Format every one of these lines as a Markdown table with two columns, Row and Line: number the rows in order under Row, put each line's text under Line, and omit blank lines.

--- --- ---

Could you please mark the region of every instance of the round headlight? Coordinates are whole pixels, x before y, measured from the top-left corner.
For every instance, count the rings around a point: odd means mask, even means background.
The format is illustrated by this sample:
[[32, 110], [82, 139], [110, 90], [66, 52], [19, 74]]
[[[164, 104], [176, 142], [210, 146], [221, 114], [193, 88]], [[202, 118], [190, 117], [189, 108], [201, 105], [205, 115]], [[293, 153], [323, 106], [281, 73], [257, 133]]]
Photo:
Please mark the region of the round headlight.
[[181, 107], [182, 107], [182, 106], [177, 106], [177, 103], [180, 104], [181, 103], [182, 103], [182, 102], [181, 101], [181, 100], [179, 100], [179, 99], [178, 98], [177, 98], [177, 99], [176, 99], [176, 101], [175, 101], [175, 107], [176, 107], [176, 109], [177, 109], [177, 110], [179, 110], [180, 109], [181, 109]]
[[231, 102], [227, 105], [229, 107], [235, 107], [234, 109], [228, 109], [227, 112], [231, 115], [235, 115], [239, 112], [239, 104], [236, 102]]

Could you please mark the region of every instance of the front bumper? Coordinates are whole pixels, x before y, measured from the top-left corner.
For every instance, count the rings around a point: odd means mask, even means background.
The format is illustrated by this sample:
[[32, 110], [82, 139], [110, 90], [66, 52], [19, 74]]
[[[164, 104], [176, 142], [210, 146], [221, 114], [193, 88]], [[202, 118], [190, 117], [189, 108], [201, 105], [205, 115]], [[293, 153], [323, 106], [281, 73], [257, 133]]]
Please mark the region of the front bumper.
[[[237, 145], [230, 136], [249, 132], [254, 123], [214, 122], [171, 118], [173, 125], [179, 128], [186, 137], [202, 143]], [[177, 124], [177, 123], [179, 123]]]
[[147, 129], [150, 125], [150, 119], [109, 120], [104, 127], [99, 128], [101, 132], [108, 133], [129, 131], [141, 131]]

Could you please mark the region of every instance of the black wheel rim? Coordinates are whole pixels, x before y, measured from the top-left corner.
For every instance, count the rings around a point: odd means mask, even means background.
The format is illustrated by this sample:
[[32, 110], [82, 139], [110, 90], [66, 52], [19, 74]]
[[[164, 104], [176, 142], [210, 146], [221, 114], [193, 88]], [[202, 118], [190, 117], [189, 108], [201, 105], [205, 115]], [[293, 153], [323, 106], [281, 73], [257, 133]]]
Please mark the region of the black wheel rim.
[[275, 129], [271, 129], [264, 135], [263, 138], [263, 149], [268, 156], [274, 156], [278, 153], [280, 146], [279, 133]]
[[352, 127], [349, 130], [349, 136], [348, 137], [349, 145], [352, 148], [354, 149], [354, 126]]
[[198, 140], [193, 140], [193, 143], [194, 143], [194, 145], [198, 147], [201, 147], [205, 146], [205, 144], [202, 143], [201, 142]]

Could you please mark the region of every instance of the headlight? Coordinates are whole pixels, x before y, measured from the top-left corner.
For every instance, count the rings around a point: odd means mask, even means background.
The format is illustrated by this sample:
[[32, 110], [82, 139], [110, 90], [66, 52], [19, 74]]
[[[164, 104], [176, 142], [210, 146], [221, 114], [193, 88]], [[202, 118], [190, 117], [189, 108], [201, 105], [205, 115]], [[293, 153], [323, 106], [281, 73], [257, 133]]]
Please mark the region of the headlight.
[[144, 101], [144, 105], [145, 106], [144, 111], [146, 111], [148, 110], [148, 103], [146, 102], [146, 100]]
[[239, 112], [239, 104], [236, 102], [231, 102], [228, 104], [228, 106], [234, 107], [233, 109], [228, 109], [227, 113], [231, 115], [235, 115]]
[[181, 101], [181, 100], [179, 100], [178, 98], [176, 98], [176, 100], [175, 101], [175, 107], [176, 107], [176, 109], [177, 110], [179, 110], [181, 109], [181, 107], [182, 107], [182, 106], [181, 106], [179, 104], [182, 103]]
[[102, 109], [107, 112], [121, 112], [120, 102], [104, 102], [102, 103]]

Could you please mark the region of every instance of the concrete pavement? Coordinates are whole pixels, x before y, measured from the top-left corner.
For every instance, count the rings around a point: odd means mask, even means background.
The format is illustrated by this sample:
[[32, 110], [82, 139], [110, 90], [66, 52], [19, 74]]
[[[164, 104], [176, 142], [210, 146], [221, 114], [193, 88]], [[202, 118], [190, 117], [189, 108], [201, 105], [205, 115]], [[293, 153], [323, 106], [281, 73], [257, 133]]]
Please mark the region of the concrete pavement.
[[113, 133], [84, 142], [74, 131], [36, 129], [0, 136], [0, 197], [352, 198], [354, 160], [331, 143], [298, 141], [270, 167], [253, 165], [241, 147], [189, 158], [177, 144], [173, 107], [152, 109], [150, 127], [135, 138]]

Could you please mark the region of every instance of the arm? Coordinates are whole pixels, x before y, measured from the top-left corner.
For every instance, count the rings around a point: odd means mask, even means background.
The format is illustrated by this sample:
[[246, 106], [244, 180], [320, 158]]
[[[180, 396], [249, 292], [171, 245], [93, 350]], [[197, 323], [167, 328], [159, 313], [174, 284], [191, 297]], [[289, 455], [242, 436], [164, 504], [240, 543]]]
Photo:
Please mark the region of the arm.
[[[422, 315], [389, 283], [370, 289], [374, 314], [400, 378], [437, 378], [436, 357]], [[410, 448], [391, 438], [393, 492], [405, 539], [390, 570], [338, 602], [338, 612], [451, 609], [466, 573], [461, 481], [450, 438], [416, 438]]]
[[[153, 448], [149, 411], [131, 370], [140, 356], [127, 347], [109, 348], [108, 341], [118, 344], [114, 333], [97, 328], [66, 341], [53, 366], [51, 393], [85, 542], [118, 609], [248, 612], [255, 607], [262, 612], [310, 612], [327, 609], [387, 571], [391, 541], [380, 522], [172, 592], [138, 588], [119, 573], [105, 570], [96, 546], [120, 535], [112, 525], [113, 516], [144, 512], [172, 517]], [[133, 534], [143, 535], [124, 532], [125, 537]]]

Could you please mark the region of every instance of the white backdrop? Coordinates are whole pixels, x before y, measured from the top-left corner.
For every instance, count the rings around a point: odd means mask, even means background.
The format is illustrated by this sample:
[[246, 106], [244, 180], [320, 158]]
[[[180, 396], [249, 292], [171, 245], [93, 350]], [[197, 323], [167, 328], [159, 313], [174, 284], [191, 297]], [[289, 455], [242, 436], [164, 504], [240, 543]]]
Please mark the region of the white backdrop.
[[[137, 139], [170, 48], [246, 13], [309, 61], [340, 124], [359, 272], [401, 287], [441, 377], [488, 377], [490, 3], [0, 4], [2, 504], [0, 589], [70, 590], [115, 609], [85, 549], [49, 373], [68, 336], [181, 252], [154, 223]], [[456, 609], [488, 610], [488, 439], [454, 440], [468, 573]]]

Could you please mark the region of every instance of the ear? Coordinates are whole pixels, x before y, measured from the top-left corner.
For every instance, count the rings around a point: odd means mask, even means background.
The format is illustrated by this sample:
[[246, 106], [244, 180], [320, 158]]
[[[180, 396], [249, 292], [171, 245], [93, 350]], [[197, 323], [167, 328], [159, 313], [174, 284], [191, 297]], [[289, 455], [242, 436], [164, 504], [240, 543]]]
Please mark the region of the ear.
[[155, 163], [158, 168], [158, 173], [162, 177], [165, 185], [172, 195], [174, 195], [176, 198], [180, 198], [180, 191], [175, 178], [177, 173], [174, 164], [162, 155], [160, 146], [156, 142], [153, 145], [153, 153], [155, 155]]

--- --- ---

### Expected answer:
| Row | Line |
|---|---|
| 1 | Could you please mark the region of every instance of the round headlight? Coordinates are whole pixels, x before y, measured from the top-left corner. |
| 2 | For every instance, count the rings around a point: odd means mask, even means background. |
| 3 | The format is illustrated by this sample: |
| 4 | [[32, 110], [82, 139], [110, 90], [66, 52], [19, 74]] |
| 5 | [[[164, 104], [176, 142], [210, 146], [221, 114], [193, 88]], [[202, 118], [190, 117], [189, 108], [201, 105], [205, 115]], [[293, 153], [323, 106], [281, 73], [257, 133]]] |
| 6 | Photo: |
| 7 | Please mark the region of the round headlight. |
| 8 | [[181, 107], [182, 107], [182, 106], [177, 106], [177, 103], [180, 104], [181, 103], [182, 103], [182, 102], [181, 101], [181, 100], [179, 100], [179, 99], [178, 98], [177, 98], [177, 99], [176, 99], [176, 101], [175, 101], [175, 107], [176, 107], [176, 109], [177, 109], [177, 110], [179, 110], [180, 109], [181, 109]] |
| 9 | [[231, 102], [227, 105], [229, 107], [235, 107], [234, 109], [228, 109], [227, 112], [231, 115], [235, 115], [239, 112], [239, 104], [236, 102]] |
| 10 | Could you please mark the region of every instance of the front bumper? Coordinates are whole pixels, x before y, measured from the top-left corner. |
| 11 | For every instance, count the rings around a point: odd means mask, even means background. |
| 12 | The format is illustrated by this sample: |
| 13 | [[32, 110], [82, 139], [110, 90], [66, 52], [19, 74]] |
| 14 | [[[164, 104], [176, 142], [210, 146], [221, 114], [193, 88]], [[202, 118], [190, 117], [189, 108], [201, 105], [205, 115]], [[293, 153], [323, 106], [281, 73], [257, 133]]] |
| 15 | Please mark the region of the front bumper. |
| 16 | [[[237, 145], [230, 136], [249, 132], [254, 123], [214, 122], [171, 118], [173, 125], [179, 128], [186, 137], [202, 143]], [[177, 124], [177, 123], [179, 123]]] |
| 17 | [[147, 129], [150, 125], [150, 119], [109, 120], [104, 127], [99, 128], [101, 132], [108, 133], [129, 131], [141, 131]] |
| 18 | Could you please mark the region of every instance of the black wheel rim? Coordinates are whole pixels, x before y, measured from the top-left corner. |
| 19 | For every instance, count the rings around a point: odd means mask, even means background. |
| 20 | The format is illustrated by this sample: |
| 21 | [[32, 110], [82, 139], [110, 90], [66, 52], [19, 74]] |
| 22 | [[[164, 104], [176, 142], [210, 146], [221, 114], [193, 88]], [[202, 118], [190, 117], [189, 108], [201, 105], [205, 115]], [[293, 153], [323, 106], [281, 73], [257, 133]]] |
| 23 | Please mark the region of the black wheel rim. |
| 24 | [[275, 129], [271, 129], [264, 135], [263, 138], [263, 149], [268, 156], [274, 156], [278, 153], [280, 146], [279, 133]] |
| 25 | [[352, 127], [349, 130], [349, 136], [348, 137], [349, 145], [352, 148], [354, 149], [354, 126]] |
| 26 | [[198, 140], [193, 140], [193, 143], [194, 143], [194, 145], [198, 147], [201, 147], [205, 146], [205, 144], [202, 143], [201, 142]] |
| 27 | Could you please mark the region of every instance of the headlight? Coordinates are whole pixels, x before y, measured from the top-left corner. |
| 28 | For every instance, count the rings around a point: odd means mask, even means background. |
| 29 | The format is illustrated by this sample: |
| 30 | [[32, 110], [82, 139], [110, 90], [66, 52], [19, 74]] |
| 31 | [[[164, 104], [176, 142], [210, 146], [221, 114], [193, 88]], [[202, 118], [190, 117], [189, 108], [201, 105], [205, 115]], [[293, 153], [323, 106], [281, 73], [257, 133]]] |
| 32 | Please mark the region of the headlight. |
| 33 | [[144, 101], [144, 105], [145, 106], [144, 111], [146, 111], [148, 110], [148, 103], [146, 102], [146, 100]] |
| 34 | [[239, 112], [239, 104], [236, 102], [231, 102], [228, 104], [228, 106], [234, 107], [233, 109], [228, 109], [227, 113], [231, 115], [235, 115]] |
| 35 | [[181, 101], [181, 100], [179, 100], [178, 98], [176, 98], [176, 100], [175, 101], [175, 107], [176, 107], [176, 109], [177, 110], [179, 110], [181, 109], [181, 107], [182, 107], [182, 106], [181, 106], [179, 104], [182, 103]] |
| 36 | [[102, 109], [107, 112], [121, 112], [120, 102], [104, 102], [102, 103]] |
| 37 | Could you please mark the region of every instance of the concrete pavement? Coordinates are whole pixels, x before y, measured from the top-left corner. |
| 38 | For every instance, count the rings around a point: odd means mask, even means background. |
| 39 | The format is illustrated by this sample: |
| 40 | [[32, 110], [82, 139], [110, 90], [66, 52], [19, 74]] |
| 41 | [[[164, 104], [176, 142], [210, 146], [221, 114], [193, 88]], [[202, 118], [190, 117], [189, 108], [201, 105], [205, 115]], [[293, 153], [323, 106], [281, 73], [257, 133]]] |
| 42 | Please mark the region of the concrete pavement. |
| 43 | [[113, 133], [84, 142], [74, 131], [36, 129], [0, 136], [0, 197], [352, 198], [354, 160], [331, 143], [298, 141], [270, 167], [253, 165], [241, 147], [189, 158], [177, 144], [173, 107], [152, 109], [150, 127], [135, 138]] |
| 44 | Could you please mark the region of every instance of the arm? Coordinates are whole pixels, x before y, measured from the top-left corner. |
| 45 | For every instance, count the rings around a point: odd means mask, even means background. |
| 46 | The format is illustrated by this sample: |
| 47 | [[246, 106], [244, 180], [320, 158]] |
| 48 | [[[180, 396], [249, 292], [171, 245], [93, 350]], [[197, 323], [167, 328], [159, 313], [174, 284], [191, 297]], [[289, 455], [242, 436], [164, 504], [240, 543]]] |
| 49 | Photo: |
| 50 | Please mark the region of the arm. |
| 51 | [[[422, 315], [389, 283], [370, 289], [374, 314], [400, 378], [437, 378], [436, 357]], [[410, 448], [391, 438], [393, 492], [405, 539], [390, 570], [338, 602], [338, 612], [451, 609], [466, 573], [461, 481], [450, 438], [416, 438]]] |
| 52 | [[[153, 448], [149, 411], [131, 370], [140, 356], [127, 347], [109, 348], [108, 341], [118, 344], [114, 333], [97, 328], [66, 341], [53, 366], [51, 393], [85, 542], [118, 609], [248, 612], [255, 607], [262, 612], [310, 612], [327, 609], [387, 571], [391, 541], [380, 522], [172, 592], [138, 588], [119, 573], [105, 570], [96, 546], [120, 535], [112, 525], [113, 516], [144, 512], [172, 517]], [[133, 534], [143, 535], [124, 532], [125, 537]]] |
| 53 | Could you please mark the region of every instance of the white backdrop? Coordinates are whole pixels, x before y, measured from the top-left corner. |
| 54 | For every instance, count the rings around a point: odd means mask, even means background. |
| 55 | The format is illustrated by this sample: |
| 56 | [[246, 106], [244, 180], [320, 158]] |
| 57 | [[[180, 396], [249, 292], [171, 245], [93, 350]], [[197, 323], [167, 328], [159, 313], [174, 284], [191, 297]], [[289, 455], [242, 436], [164, 504], [240, 543]]] |
| 58 | Please mark the region of the white backdrop. |
| 59 | [[[137, 139], [170, 48], [246, 13], [309, 61], [340, 124], [359, 272], [401, 287], [441, 377], [488, 377], [490, 3], [0, 4], [2, 504], [0, 589], [70, 590], [115, 609], [85, 549], [49, 373], [68, 336], [181, 252], [154, 223]], [[456, 609], [488, 610], [488, 439], [454, 440], [468, 573]]] |
| 60 | Could you please mark the region of every instance of the ear? Coordinates are whole pixels, x before y, measured from the top-left corner. |
| 61 | For every instance, count the rings around a point: odd means mask, even means background. |
| 62 | The format is illustrated by this sample: |
| 63 | [[246, 106], [244, 180], [320, 158]] |
| 64 | [[[180, 396], [249, 292], [171, 245], [93, 350]], [[197, 323], [167, 328], [159, 313], [174, 284], [191, 297]], [[289, 455], [242, 436], [164, 504], [240, 543]]] |
| 65 | Please mark the region of the ear. |
| 66 | [[155, 163], [158, 168], [158, 173], [162, 177], [165, 185], [172, 195], [174, 195], [176, 198], [180, 198], [180, 191], [175, 178], [177, 173], [174, 164], [162, 155], [160, 146], [156, 142], [153, 145], [153, 153], [155, 155]] |